> [EJERCICIOS PROPUESTOS]
**a)** Responda estas preguntas a partir del texto sobre el bautismo de Jesús:
(i) ¿En qué fecha se celebra la Fiesta del Bautismo de Jesús?
(ii) ¿Quién bautiza a Jesús?
(iii) ¿Qué se abre en el Jordán para toda la humanidad?
**b)** Prosiga el texto sobre el bautismo de Jesús desde su última oración.
*** TEXTO DE REFERENCIA
Recordar con gratitud nuestro bautismo
Queridos diocesanos:
Con la Fiesta del Bautismo de Jesús, este domingo, 10 de enero, concluye el tiempo de la Navidad. En este día recordamos el Bautismo de Jesús a orillas del Jordán. Jesús se deja bautizar como uno más por Juan. Este gesto del bautismo de penitencia se convierte en una nueva manifestación de su divinidad. «Apenas salió del agua, vio rasgarse el cielo y al Espíritu bajar hacia él como una paloma. Se oyó una voz del cielo: Tú eres mi Hijo amado, mi preferido» (Mc 1, 11). Son las palabras de Dios-Padre que nos muestra a Jesús como su Hijo amado y predilecto, al inicio de su vida pública: Jesús es el Cordero que toma sobre sí el pecado del mundo; es el enviado por Dios para destruir el pecado y la muerte, para traer la vida eterna y la libertad verdadera. En el Jordán se abre una nueva era para toda la humanidad. Este hombre, aparentemente igual a todos los demás, es Dios mismo, que viene para liberar del pecado y dar “el poder de ser hijos de Dios, a los que creen en su nombre. Estos no han nacido de sangre, ni de deseo de carne, ni de deseo de varón, sino que han nacido de Dios” (Jn 1, 12-13).
******
*** DATOS PROPORCIONADOS
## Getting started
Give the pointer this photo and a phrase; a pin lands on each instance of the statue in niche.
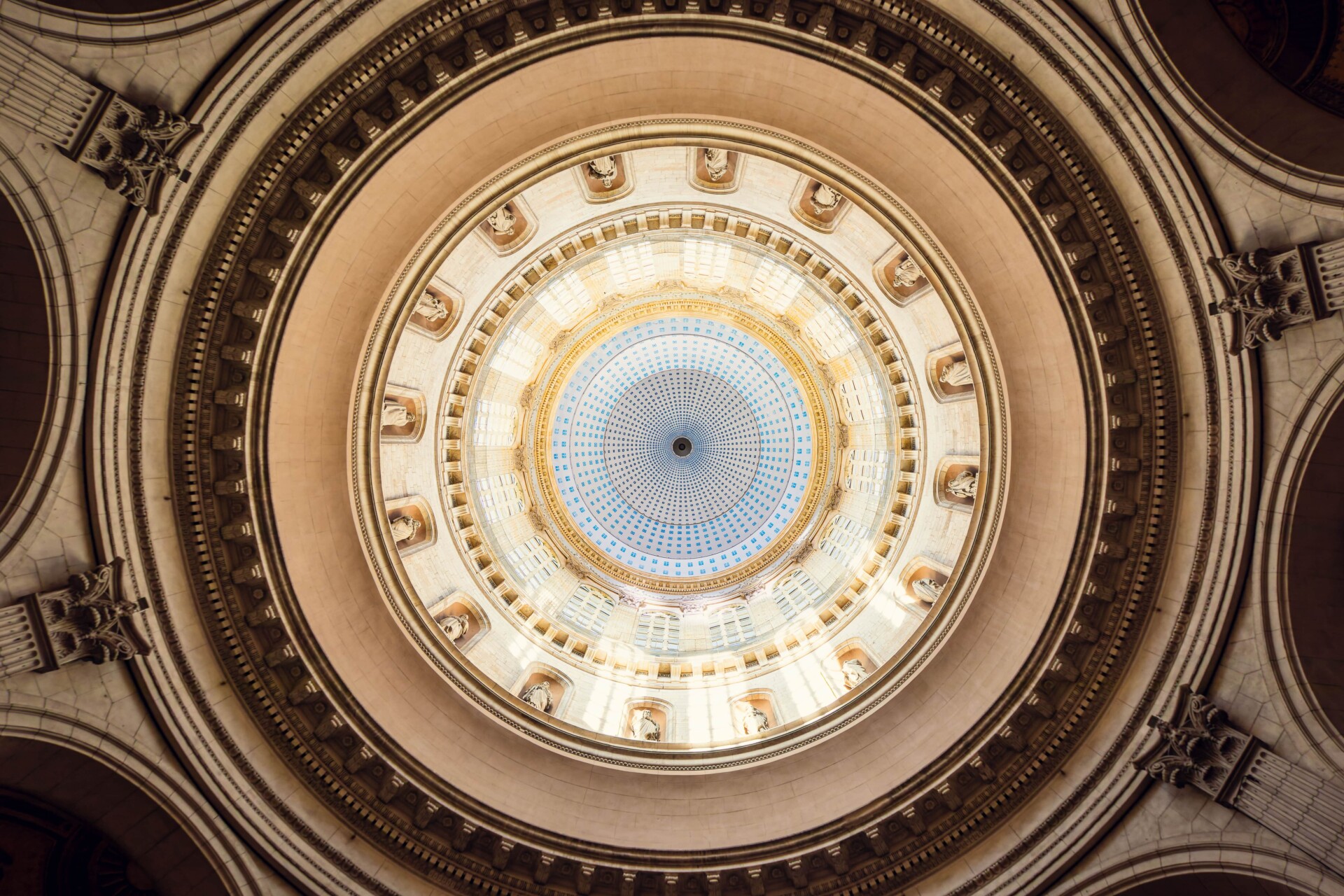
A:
******
> [RESPUESTAS]
**a)**
(i) El domingo 10 de enero.
(ii) Juan.
(iii) Una nueva era.

**b)**
El bautismo de Jesús nos remite pues a nuestro bautismo. En la fuente bautismal renacemos por el agua y por el Espíritu Santo a una nueva vida, la vida misma de Dios. Por el bautismo, Dios nos libera del pecado y nos convierte en sus hijos adoptivos en su Hijo unigénito. La Navidad, el misterio del nacimiento de Jesús en Belén, nos ha mostrado que los hombres, aunque hemos de morir, no hemos nacido para la muerte sino para la vida, como observa la filósofa hebrea, Hanna Arendt. Jesús, el Hijo de Dios, ha nacido para hacernos partícipes de la misma vida de Dios, vida eterna y gozosa, inmortal y gloriosa. En el bautismo renacemos a esa vida de Dios; quedamos injertados en el misterio de Cristo, encarnado, muerto y resucitado; Dios nos hace sus hijos y miembros de su familia, la familia de los hijos de Dios, la Iglesia.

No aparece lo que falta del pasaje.